Content starts
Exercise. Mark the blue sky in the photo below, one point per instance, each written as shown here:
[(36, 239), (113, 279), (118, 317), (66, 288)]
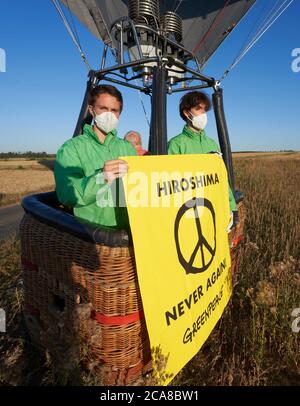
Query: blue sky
[(42, 88)]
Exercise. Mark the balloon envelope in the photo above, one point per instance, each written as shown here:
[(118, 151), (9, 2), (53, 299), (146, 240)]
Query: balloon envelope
[(206, 23)]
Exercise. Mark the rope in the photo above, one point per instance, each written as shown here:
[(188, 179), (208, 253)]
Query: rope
[(259, 34), (71, 33), (213, 25)]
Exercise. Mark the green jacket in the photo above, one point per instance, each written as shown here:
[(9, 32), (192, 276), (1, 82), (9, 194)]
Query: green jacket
[(189, 142), (79, 180)]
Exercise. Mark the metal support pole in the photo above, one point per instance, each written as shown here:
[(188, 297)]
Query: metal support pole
[(158, 128), (84, 117), (223, 133)]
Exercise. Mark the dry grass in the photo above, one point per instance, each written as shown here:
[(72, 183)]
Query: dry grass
[(16, 163), (253, 344), (16, 183), (274, 155)]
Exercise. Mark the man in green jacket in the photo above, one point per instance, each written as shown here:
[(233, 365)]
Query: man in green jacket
[(193, 139), (87, 168)]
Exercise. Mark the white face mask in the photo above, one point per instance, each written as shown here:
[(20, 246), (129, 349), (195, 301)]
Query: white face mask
[(199, 122), (106, 122)]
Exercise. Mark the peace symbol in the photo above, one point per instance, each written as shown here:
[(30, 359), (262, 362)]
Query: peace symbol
[(202, 243)]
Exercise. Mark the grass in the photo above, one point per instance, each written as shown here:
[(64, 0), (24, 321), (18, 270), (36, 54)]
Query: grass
[(21, 180), (253, 344)]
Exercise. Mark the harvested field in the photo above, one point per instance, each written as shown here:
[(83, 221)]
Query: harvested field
[(16, 183), (253, 344)]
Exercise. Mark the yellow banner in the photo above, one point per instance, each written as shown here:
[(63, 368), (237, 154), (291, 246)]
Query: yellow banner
[(179, 212)]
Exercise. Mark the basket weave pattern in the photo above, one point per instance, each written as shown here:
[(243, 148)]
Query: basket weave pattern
[(82, 300)]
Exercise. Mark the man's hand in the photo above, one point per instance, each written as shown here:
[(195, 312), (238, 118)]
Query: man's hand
[(113, 169)]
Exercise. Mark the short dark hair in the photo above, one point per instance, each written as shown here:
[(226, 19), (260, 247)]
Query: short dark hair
[(105, 89), (192, 99)]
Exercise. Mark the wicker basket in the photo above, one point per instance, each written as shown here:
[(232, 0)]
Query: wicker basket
[(82, 299)]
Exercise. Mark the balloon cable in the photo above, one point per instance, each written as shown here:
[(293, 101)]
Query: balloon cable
[(73, 36), (258, 35)]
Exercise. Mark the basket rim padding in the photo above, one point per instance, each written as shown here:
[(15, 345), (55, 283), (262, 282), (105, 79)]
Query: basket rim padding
[(45, 208)]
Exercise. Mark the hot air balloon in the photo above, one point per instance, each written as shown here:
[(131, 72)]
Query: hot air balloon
[(76, 270)]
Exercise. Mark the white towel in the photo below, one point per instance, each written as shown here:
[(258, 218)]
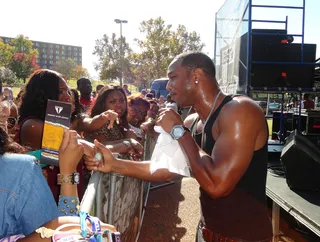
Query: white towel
[(168, 154)]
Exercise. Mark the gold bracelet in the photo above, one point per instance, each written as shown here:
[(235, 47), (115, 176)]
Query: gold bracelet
[(45, 232)]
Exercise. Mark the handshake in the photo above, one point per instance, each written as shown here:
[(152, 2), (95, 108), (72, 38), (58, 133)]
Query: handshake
[(97, 156)]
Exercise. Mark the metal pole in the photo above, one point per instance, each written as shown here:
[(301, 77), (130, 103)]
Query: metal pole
[(112, 188), (121, 71), (90, 194)]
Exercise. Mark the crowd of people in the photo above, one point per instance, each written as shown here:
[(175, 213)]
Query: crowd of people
[(111, 116), (224, 140)]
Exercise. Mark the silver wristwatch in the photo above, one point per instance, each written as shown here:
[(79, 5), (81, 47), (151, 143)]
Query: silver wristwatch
[(178, 131)]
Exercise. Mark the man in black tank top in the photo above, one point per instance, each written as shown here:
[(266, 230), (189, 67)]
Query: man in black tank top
[(226, 149)]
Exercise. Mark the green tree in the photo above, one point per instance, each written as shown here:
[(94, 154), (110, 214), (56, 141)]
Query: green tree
[(23, 65), (79, 71), (22, 44), (182, 41), (6, 53), (159, 46), (107, 50), (65, 67), (7, 76), (23, 60)]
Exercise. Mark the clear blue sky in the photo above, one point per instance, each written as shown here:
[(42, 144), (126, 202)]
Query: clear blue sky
[(81, 22)]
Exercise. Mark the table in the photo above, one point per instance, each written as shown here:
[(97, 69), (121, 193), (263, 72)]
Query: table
[(303, 206)]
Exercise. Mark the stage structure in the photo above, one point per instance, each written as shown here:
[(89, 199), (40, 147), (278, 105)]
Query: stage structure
[(261, 56)]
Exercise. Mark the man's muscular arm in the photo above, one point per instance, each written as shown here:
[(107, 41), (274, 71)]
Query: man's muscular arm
[(239, 126)]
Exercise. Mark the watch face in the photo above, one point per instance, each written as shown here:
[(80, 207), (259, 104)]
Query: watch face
[(76, 178), (178, 132)]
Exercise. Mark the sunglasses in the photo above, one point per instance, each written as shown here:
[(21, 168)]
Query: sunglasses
[(11, 122)]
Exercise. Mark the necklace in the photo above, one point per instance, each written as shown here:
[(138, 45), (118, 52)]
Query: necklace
[(205, 123)]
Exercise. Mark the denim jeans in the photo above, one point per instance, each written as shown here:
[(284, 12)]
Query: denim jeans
[(25, 198)]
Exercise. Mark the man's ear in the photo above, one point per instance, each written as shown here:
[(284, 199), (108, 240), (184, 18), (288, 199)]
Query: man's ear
[(197, 75)]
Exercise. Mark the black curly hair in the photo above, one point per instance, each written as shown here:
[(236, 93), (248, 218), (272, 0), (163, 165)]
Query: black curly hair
[(78, 112), (7, 145), (43, 85), (99, 106)]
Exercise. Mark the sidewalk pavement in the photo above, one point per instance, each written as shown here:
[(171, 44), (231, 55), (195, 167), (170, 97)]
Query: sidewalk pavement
[(173, 212)]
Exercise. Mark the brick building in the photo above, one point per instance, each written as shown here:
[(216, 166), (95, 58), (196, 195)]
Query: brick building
[(50, 53)]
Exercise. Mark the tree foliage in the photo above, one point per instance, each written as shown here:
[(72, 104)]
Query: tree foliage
[(79, 71), (158, 46), (108, 51), (7, 76), (65, 67), (19, 56), (23, 65), (23, 45), (6, 53)]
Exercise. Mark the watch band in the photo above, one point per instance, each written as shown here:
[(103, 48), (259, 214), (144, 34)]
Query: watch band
[(68, 178)]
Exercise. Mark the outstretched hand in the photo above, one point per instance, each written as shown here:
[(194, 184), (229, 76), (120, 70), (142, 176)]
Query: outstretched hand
[(70, 152), (168, 118), (108, 160), (111, 116)]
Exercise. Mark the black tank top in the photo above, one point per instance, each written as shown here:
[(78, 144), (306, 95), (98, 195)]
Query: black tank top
[(242, 214)]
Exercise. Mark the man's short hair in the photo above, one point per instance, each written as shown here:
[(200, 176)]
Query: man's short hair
[(194, 60), (81, 80)]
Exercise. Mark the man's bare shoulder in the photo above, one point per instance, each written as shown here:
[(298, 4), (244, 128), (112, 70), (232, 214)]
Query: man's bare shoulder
[(190, 119), (243, 108)]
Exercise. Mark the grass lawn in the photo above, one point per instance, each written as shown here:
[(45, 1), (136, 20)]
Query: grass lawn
[(270, 126), (73, 84)]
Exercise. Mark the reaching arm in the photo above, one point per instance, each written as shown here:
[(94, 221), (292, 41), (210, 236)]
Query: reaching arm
[(98, 121), (238, 129), (137, 169)]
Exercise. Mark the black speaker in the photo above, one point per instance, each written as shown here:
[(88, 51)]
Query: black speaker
[(301, 161), (272, 49)]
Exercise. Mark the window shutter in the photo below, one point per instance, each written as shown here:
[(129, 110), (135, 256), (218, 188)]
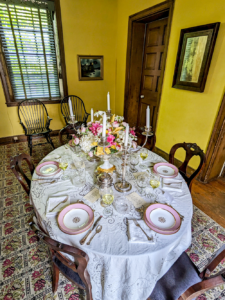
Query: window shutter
[(28, 43)]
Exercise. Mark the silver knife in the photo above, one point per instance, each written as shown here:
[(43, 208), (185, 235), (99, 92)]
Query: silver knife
[(82, 241)]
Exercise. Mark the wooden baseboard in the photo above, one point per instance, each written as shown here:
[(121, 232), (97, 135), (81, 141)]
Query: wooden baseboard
[(177, 162), (23, 138)]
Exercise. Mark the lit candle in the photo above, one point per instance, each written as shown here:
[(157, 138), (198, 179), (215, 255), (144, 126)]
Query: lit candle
[(126, 135), (104, 125), (70, 107), (108, 101), (148, 117)]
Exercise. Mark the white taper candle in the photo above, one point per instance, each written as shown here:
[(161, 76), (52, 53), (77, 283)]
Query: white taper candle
[(126, 135), (104, 125), (70, 107), (148, 117), (108, 101)]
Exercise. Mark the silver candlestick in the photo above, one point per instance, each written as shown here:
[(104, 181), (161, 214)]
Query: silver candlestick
[(122, 185)]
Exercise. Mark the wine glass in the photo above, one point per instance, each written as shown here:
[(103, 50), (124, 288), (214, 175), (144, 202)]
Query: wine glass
[(143, 155), (154, 180), (142, 181), (134, 160), (63, 164)]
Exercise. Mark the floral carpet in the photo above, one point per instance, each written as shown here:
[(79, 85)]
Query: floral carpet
[(25, 267)]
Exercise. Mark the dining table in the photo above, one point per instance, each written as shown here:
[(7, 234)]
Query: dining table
[(118, 268)]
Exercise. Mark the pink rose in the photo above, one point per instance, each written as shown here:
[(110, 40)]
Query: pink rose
[(115, 124), (134, 144), (90, 153), (76, 141), (110, 139)]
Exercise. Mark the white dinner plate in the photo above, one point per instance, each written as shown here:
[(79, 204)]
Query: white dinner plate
[(165, 171), (49, 169), (162, 218), (76, 218)]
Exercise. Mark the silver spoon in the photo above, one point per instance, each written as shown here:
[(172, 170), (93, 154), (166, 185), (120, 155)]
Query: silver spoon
[(98, 229)]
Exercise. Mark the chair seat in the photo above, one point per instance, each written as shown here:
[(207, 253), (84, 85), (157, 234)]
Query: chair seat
[(177, 280), (32, 131), (73, 276)]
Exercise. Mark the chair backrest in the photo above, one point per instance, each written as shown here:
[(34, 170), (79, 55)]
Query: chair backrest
[(191, 150), (79, 265), (32, 114), (16, 167), (78, 109)]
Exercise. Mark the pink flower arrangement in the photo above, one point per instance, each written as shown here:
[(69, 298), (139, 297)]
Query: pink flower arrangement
[(68, 288), (96, 128), (110, 139)]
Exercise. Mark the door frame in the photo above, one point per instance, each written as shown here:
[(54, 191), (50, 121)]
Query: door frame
[(214, 144), (150, 14)]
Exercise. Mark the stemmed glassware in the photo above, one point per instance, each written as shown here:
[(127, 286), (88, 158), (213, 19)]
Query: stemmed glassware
[(63, 164), (134, 160), (143, 155)]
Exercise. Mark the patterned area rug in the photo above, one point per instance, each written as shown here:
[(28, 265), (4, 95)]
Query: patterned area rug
[(25, 267)]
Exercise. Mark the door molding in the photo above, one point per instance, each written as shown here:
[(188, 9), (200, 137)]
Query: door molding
[(148, 15), (214, 144)]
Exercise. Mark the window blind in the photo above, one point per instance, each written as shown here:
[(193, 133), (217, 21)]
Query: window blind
[(27, 38)]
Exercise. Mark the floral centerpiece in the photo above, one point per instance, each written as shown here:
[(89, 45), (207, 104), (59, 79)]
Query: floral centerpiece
[(89, 137)]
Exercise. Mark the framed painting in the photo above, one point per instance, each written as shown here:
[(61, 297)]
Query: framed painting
[(194, 56), (90, 67)]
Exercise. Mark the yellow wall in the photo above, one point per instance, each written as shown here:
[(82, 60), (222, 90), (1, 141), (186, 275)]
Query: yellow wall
[(184, 115), (89, 28)]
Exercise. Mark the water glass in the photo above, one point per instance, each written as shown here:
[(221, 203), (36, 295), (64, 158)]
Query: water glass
[(63, 164), (134, 160)]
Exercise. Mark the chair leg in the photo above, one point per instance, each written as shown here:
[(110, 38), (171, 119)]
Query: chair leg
[(47, 136), (30, 144), (55, 279)]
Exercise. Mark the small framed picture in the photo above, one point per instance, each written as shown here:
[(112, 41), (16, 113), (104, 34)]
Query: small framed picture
[(194, 56), (90, 67)]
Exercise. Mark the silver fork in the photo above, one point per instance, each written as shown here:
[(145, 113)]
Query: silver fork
[(138, 225)]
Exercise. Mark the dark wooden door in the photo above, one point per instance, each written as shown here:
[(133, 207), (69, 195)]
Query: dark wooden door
[(154, 47)]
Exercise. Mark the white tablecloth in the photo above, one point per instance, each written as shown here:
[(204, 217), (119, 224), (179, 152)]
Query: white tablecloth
[(118, 269)]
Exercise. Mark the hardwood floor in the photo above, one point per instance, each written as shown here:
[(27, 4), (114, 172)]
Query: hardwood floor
[(210, 198)]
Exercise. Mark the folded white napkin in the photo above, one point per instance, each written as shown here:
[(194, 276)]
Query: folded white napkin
[(136, 235), (56, 204), (172, 184)]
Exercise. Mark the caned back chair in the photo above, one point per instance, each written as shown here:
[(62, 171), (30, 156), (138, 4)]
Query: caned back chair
[(184, 282), (16, 167), (78, 110), (191, 150), (34, 119), (75, 271)]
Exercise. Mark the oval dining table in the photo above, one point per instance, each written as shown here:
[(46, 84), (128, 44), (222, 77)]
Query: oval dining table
[(118, 268)]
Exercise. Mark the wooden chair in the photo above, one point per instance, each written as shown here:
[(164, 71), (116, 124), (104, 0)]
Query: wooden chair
[(191, 150), (184, 282), (16, 167), (75, 271), (35, 121), (78, 109), (150, 145)]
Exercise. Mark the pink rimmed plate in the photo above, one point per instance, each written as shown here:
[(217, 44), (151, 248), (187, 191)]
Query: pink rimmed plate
[(75, 218), (163, 217), (48, 168), (165, 170), (158, 230)]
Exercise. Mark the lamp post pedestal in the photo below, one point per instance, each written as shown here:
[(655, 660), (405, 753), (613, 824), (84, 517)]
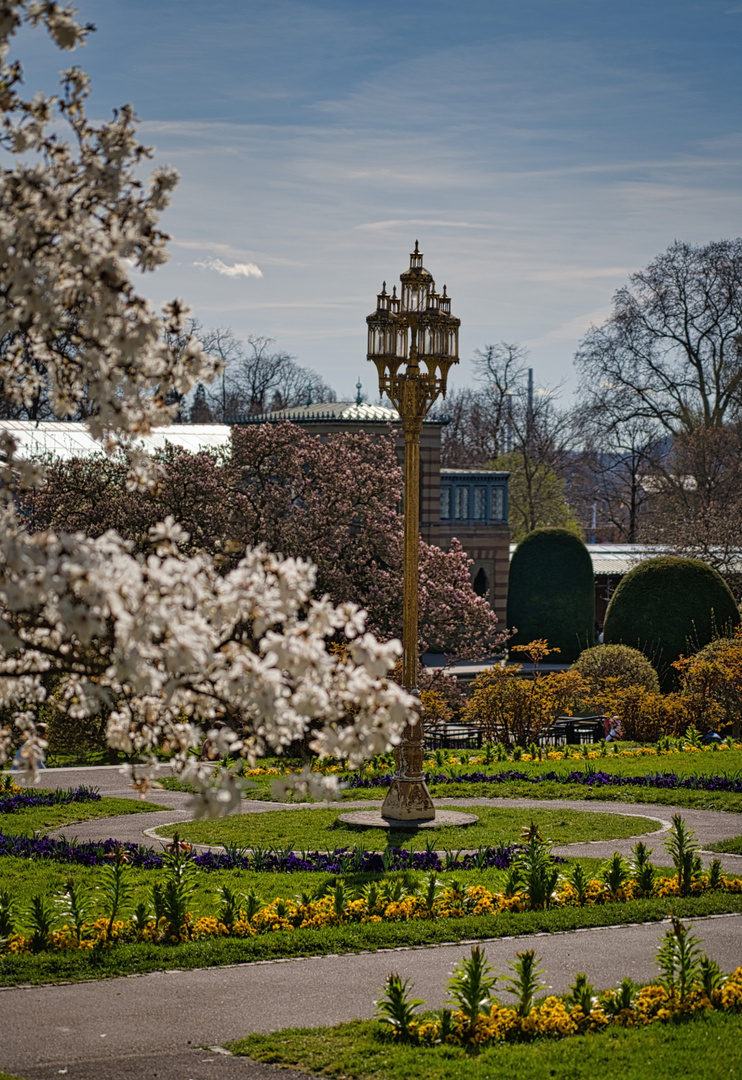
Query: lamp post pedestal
[(408, 798)]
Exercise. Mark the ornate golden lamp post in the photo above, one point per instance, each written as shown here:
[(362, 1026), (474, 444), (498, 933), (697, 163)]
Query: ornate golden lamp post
[(404, 332)]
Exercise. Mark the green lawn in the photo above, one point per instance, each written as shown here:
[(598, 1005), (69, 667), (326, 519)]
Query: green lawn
[(41, 819), (320, 828), (709, 1047)]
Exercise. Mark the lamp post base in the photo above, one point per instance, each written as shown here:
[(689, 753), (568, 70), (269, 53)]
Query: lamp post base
[(408, 800)]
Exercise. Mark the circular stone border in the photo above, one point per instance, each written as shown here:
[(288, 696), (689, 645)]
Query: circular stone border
[(373, 819)]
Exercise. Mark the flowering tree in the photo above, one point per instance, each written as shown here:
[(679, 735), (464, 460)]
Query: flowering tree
[(159, 637), (331, 501)]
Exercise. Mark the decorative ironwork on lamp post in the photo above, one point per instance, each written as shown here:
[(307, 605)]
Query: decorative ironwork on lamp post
[(405, 332)]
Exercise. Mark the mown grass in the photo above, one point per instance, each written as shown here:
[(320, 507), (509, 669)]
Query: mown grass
[(709, 1047), (321, 828), (41, 819), (139, 958)]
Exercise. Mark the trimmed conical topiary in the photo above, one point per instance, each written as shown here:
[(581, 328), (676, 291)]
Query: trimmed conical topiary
[(551, 592), (669, 607)]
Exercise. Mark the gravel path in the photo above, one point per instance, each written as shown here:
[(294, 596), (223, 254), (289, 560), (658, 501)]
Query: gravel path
[(152, 1025), (709, 825)]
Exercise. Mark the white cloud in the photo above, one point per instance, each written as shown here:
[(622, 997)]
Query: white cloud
[(428, 223), (235, 270)]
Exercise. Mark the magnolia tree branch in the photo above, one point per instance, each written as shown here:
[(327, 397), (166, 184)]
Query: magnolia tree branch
[(172, 650)]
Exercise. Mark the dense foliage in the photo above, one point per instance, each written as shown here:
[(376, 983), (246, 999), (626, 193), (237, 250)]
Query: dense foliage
[(551, 592), (616, 666), (669, 607), (172, 649), (333, 501)]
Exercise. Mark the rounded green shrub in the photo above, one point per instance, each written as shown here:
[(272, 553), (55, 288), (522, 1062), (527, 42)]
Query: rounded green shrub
[(551, 592), (620, 662), (669, 607)]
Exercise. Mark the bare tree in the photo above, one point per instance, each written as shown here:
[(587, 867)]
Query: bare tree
[(508, 422), (611, 477), (698, 500), (256, 378), (669, 353)]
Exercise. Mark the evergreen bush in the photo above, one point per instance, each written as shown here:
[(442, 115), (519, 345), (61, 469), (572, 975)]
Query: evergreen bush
[(623, 665), (669, 607), (551, 592)]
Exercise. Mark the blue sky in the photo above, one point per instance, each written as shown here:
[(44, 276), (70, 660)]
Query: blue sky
[(540, 150)]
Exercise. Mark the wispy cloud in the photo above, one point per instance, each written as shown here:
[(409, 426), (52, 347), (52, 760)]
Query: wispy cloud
[(422, 221), (235, 270)]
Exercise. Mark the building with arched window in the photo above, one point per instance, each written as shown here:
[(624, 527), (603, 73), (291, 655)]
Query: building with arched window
[(469, 504)]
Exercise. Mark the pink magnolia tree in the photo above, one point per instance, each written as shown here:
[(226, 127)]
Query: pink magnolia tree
[(329, 501), (173, 645)]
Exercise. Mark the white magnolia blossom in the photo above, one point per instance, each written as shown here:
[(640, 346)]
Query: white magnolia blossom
[(163, 645)]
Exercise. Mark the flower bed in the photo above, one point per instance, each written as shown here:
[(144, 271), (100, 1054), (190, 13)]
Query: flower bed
[(690, 984), (590, 778), (167, 920), (341, 860)]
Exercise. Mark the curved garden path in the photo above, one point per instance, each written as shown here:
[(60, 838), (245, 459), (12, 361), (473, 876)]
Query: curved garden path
[(149, 1025), (709, 825)]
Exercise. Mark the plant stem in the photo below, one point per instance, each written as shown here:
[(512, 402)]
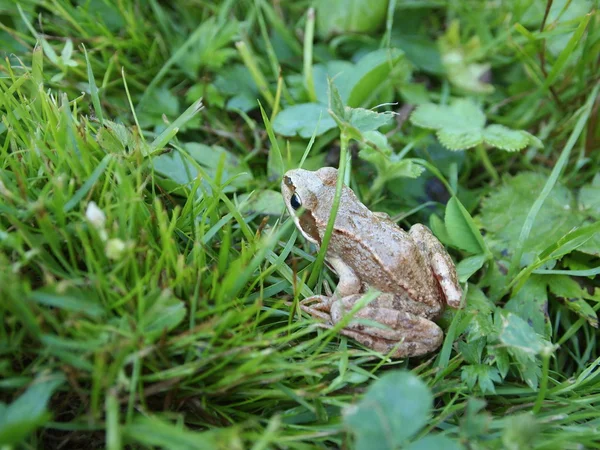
Content ends
Task description: Extract every line above that contains the word "below".

Response to the exercise:
Exercise. Mark the blue sky in the photo below, one point per instance, each written as shown here:
Exercise. Mark the white towel in the photo below, one point per instance, each written as shown here:
Exercise. Mark the window shutter in the photo below, one point per instance, each written as shown here:
Exercise. Mark the lamp post pedestal in the photo below, one point per instance, each written as shown here:
Exercise. Mark the plant stem in the photo below, one point per instance, each written as shown here:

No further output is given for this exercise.